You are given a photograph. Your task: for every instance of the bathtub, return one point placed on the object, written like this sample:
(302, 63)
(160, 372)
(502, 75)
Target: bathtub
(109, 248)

■ **PROBLEM DETAILS**
Give back each line above precisely as it stands.

■ **ANSWER TO THIS PROBLEM**
You are given a photograph. Your task: for every instance of the bathtub, return one point placed on the object, written like this sample:
(302, 63)
(160, 372)
(502, 75)
Target: bathtub
(109, 248)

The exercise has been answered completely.